PROBLEM TO SOLVE = Could you change every "photo above" in the lines below to "image above", keeping everything else the same and leaving the pictures out?

— Begin DATA SUPPLIED —

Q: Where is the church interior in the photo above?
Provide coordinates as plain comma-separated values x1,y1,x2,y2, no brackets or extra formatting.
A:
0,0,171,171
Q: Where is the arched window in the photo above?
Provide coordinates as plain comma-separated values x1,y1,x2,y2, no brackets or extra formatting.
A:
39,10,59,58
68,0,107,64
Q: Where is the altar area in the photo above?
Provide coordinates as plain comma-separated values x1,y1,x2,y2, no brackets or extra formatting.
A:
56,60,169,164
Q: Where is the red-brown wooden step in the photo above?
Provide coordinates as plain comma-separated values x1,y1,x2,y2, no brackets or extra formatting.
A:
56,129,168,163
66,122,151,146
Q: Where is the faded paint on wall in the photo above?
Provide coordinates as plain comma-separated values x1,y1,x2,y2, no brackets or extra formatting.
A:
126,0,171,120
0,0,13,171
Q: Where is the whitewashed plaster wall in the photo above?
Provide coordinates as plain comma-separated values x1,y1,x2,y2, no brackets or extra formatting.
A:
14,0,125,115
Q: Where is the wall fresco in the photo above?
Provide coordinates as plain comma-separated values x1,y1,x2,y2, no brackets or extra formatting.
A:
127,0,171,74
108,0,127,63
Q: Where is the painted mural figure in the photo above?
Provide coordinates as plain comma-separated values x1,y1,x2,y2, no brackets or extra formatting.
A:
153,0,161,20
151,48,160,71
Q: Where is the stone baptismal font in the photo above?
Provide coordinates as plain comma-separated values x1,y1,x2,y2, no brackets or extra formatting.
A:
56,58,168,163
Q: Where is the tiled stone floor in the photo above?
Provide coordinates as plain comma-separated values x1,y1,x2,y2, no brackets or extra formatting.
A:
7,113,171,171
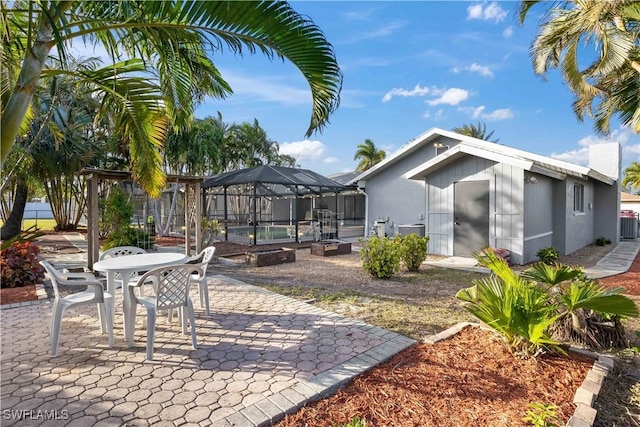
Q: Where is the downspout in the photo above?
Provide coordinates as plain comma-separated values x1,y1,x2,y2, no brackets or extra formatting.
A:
356,187,369,238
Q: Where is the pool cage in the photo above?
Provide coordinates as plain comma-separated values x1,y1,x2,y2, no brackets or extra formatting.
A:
202,166,364,245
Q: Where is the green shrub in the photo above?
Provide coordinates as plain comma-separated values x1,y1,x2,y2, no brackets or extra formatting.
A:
333,415,367,427
536,246,560,265
360,236,400,279
399,233,429,271
0,242,44,288
102,226,155,251
522,403,563,427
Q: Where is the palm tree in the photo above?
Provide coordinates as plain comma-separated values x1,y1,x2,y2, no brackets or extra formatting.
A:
622,162,640,189
451,122,499,142
519,0,640,134
353,138,387,171
0,0,342,196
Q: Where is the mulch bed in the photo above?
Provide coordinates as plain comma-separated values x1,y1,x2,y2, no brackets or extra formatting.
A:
277,327,593,427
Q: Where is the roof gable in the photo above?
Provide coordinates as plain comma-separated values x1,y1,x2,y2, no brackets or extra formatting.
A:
352,128,616,185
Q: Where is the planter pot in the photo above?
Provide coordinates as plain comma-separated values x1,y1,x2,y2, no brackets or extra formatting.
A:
311,240,351,256
244,248,296,267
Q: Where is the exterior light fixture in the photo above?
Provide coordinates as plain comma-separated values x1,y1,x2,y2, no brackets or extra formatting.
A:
433,142,449,156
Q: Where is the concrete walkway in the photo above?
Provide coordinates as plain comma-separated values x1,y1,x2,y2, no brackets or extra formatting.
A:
584,239,640,279
427,239,640,279
0,237,414,426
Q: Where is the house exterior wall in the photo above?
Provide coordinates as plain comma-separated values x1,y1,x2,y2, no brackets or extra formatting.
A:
556,178,595,255
426,156,524,264
590,181,621,243
365,137,459,235
523,173,555,263
624,202,640,214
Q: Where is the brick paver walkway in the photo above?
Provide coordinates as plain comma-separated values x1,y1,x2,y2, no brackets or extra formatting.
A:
0,276,413,426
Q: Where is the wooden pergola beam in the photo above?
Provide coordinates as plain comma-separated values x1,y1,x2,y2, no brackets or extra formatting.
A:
80,168,203,269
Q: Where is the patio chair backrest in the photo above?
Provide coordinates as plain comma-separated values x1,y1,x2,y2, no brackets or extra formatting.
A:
40,260,62,299
137,264,202,310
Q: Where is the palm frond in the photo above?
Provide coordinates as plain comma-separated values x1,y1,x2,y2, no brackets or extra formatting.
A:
560,281,638,317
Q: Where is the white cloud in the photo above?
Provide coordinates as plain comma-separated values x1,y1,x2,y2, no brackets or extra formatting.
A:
220,69,311,105
323,157,340,165
458,105,514,121
423,110,444,122
482,108,513,120
426,87,469,107
382,84,429,102
280,139,327,163
467,2,507,22
469,62,493,77
451,62,493,77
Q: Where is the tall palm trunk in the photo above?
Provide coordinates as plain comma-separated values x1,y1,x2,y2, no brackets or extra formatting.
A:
0,179,29,240
0,16,55,164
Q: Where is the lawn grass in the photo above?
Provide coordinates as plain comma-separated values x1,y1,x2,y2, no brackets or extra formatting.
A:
0,219,56,231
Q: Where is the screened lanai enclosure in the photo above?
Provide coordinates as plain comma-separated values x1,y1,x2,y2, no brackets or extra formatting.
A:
202,165,365,245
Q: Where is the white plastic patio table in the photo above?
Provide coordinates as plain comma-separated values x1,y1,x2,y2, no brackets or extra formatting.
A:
93,252,189,341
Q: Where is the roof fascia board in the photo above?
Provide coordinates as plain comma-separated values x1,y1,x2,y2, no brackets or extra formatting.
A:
404,142,533,179
587,169,617,185
349,128,452,184
530,164,567,181
404,145,461,179
461,143,533,170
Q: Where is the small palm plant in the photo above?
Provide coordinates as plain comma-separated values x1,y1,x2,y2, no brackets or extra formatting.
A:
456,249,563,357
522,262,638,348
456,249,638,357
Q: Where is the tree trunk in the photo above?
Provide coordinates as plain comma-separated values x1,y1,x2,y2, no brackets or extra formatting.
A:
0,180,29,240
0,18,55,164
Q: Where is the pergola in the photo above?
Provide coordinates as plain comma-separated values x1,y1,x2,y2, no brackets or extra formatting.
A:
201,165,350,245
80,168,202,268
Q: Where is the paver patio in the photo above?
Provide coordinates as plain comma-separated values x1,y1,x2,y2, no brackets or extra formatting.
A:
0,276,414,426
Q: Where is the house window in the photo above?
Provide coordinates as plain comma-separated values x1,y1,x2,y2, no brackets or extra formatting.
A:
573,184,584,212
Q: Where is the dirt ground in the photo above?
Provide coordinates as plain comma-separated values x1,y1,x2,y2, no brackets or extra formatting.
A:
5,238,640,427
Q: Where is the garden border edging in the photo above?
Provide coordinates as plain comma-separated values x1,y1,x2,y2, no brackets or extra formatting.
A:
424,322,614,427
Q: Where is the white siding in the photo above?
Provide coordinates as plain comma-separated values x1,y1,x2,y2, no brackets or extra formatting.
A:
365,138,459,235
523,173,554,263
426,156,524,263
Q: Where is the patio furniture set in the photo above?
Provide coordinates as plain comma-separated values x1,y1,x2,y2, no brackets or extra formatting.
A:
40,246,215,360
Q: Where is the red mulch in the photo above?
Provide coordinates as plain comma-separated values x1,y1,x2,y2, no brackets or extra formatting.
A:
277,328,593,427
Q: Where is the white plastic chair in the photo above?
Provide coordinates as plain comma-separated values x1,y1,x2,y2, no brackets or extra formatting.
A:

— End DATA SUPPLIED —

RESPONSE TO THIS TASK =
Q: Where is the church interior in the image above?
Provide coordinates as plain comma-separated values x1,y1,x2,y2, no brackets or extra formatting.
A:
0,0,171,171
Q: Where is the arched window in the image above?
Provide coordinates as plain comma-separated values x1,y1,x2,y2, no brackets or extra formatting.
A:
39,10,59,58
68,0,107,64
Q: Where is the altar area in the image above?
Provide coordinates as plain comma-separated values x1,y1,x2,y2, no brackets or extra formatting.
A:
56,60,169,164
Q: Where is the red-brown wooden step in the image above?
Provide coordinates as plain comma-separated values x1,y1,x2,y2, no brackets or extra formatting.
A:
56,129,168,163
66,122,151,146
Q: Where is the faded paint on wall in the image above?
Provide coordinates as plain comma-separated values x1,y1,x2,y2, no brackets or extra formatting.
A:
126,0,171,120
0,0,13,171
Q: Where is the whitewashed plaster wall in the image above?
Provide coordinates as plain comma-separated values x1,y1,x2,y2, no brackets or extra formatting.
A:
14,0,125,115
Q: Where is the wall fresco in the image above?
Provide coordinates as plain comma-separated values x1,y1,x2,y2, no brackets or extra formatting.
A:
127,0,171,74
108,0,127,63
Q: Where is the painted mural figure in the image above?
Provide coordinates as plain comma-separated values x1,y1,x2,y2, no brackets or extra formatting.
A:
153,0,161,20
151,48,160,71
Q: Where is the stone baptismal font in the image above?
Provide coordinates as plain comma-separated values x1,y1,x2,y2, no brackets or extra formatting.
A:
56,58,168,163
Q: Where is the tiled stone floor in the image above?
Provide coordinates as plain comma-separated values x1,y1,x2,y2, no brackets or extra formatting.
A:
7,113,171,171
Q: Where is the downspout in the image above?
Provide coordinates as plain comma-separated values x1,y1,x2,y2, no brackets or extra formatting.
A:
356,187,369,238
Q: Where is the pool cage in the image above?
Provide coordinates as plain comma-separated values x1,y1,x2,y2, no brackets or extra formatting.
A:
202,166,364,245
Q: Where is the green shrub in the image above?
Provide coordinates as plain comma-separated values x1,y1,x2,y2, no brackets or extra formatting.
A:
333,415,367,427
536,246,560,265
360,236,400,279
399,233,429,271
0,242,44,288
102,226,155,251
522,403,563,427
Q: Where is the palm tree in the image above?
Provide coordinates as plain comma-separated values x1,y1,x2,y2, no brackets or extra formatting.
A:
622,162,640,189
451,122,499,142
519,0,640,134
353,138,387,171
0,0,342,196
Q: Where is the mulch bed in the image above?
Provide coordinates as plain comma-separated values x1,y1,x2,y2, no brackets or extra formatting.
A:
277,327,593,427
Q: Where is the roof gable in the image above?
Provide coordinates as plain comma-separated values x1,y1,x2,y2, no brackets or extra formatting.
A:
352,128,616,185
Q: Where is the planter pot in the image above?
Provide coordinates as plain comma-separated values x1,y1,x2,y2, no brackets or extra formatting.
A:
311,240,351,256
244,248,296,267
Q: Where is the exterior light fixture in the image above?
Provide coordinates as plain comma-separated values x1,y1,x2,y2, no brackets or extra formatting.
A:
433,142,449,156
Q: Where is the concrete walkway in the image above?
Provide coordinates as plain comma-separated values x1,y1,x2,y2, no brackets or extra formatting.
A:
584,239,640,279
427,239,640,279
0,237,414,426
Q: Where is the house exterior wall in the image above?
Provide coordinates as plain comma-separated values x1,y1,x2,y2, no brackets or extra formatting.
A:
556,178,595,255
426,156,524,264
590,181,621,243
365,137,459,235
523,173,555,263
624,202,640,214
Q: Where is the brick paver walkway in the image above?
Provide coordinates as plain comma-separated values x1,y1,x2,y2, no brackets or extra formatting.
A:
0,276,413,426
Q: Where is the wooden pergola beam in the image above?
Provide coordinates as plain comma-separated values x1,y1,x2,y2, no brackets or extra formatting.
A:
80,168,203,269
Q: Where is the patio chair backrest in the image above?
Provide coordinates as plain comma-separated values x1,y1,x2,y2, no brackets or extra formatting.
A:
40,260,62,299
137,264,202,310
Q: Where is the palm frond in the image above?
Provide coordinates as plain comma-separated values x1,y1,x2,y2, no brackets or extra formatting.
A:
560,281,638,317
Q: Where is the white cloud in the image above?
Provide coordinates as plain comma-separated values x1,y1,x2,y2, no brackets or extra formatting.
A:
220,69,311,105
323,157,340,165
458,105,514,121
423,110,444,122
482,108,513,120
426,87,469,107
382,84,429,102
280,139,327,163
467,2,507,22
469,62,493,77
451,62,493,77
Q: Where is the tall palm trunk in the image above?
Provide coordinates as plain comma-separated values x1,y1,x2,y2, no brackets or extra formatting.
A:
0,179,29,240
0,16,55,164
Q: Where is the lawn grass in the image above?
Provide coordinates as plain comma-separated values x1,y1,x2,y2, no brackets or extra formatting.
A:
0,219,56,231
Q: Where is the screened lanai enclosure in the image above?
Provide coordinates as plain comma-separated values x1,y1,x2,y2, no brackets or extra formatting.
A:
202,165,365,245
Q: Where is the white plastic patio table in the image above?
Provide coordinates as plain comma-separated values x1,y1,x2,y2, no brackets or extra formatting.
A:
93,252,189,341
Q: Where is the roof fascia board in the image above?
Provide coordinates as plain comma-separated values x1,y1,x2,y2, no brackets or extra formatting.
A:
404,142,533,179
587,169,617,185
349,128,452,184
530,164,567,181
404,145,461,179
461,143,533,170
Q: Where is the small palm plant in the image above?
Provide coordinates as plain comma-separated values x1,y1,x2,y2, no brackets or extra formatting.
A:
456,249,563,357
522,262,638,348
456,249,638,357
Q: Where is the tree trunk in the image above?
Provide coordinates as plain comma-separated values x1,y1,x2,y2, no brackets or extra formatting.
A:
0,180,29,240
0,18,55,164
Q: Where is the pergola in the image above?
Provide coordinates as plain comma-separated values x1,y1,x2,y2, no brackets or extra formatting.
A:
201,165,350,245
80,168,202,268
Q: Where is the paver patio in the image above?
Provide coordinates as plain comma-separated values x1,y1,x2,y2, no brackets or extra formatting.
A:
0,276,414,426
Q: Where is the house window in the image above?
Provide coordinates as plain comma-separated values x1,y1,x2,y2, no brackets or extra formatting.
A:
573,184,584,212
Q: Where is the dirt ground in the image above?
Provide coordinates as plain comma-separated values x1,y1,x2,y2, no brackets or extra formatting.
A:
5,238,640,427
Q: Where is the garden border edging in the image above?
Provide coordinates as plain comma-separated values x1,y1,x2,y2, no brackets or extra formatting.
A:
424,322,614,427
Q: Where is the white siding in the image above?
Provide coordinates as plain comma-separated values x1,y1,x2,y2, no brackets or extra formatting.
A:
365,138,459,235
523,173,554,263
426,156,524,263
Q: Where is the patio furniture set in the image above?
Provide coordinates as plain comma-separated values x1,y1,x2,y2, no brackets or extra formatting.
A:
40,246,215,360
Q: Where is the red mulch in the image above?
Provide coordinates as plain comma-separated values x1,y1,x2,y2, no brackets or extra formatting.
A:
277,328,593,427
Q: Where is the white plastic chair in the image above?
Provide coordinates as plain comma-separated values x1,y1,x2,y2, no brackets or extra formatting.
A:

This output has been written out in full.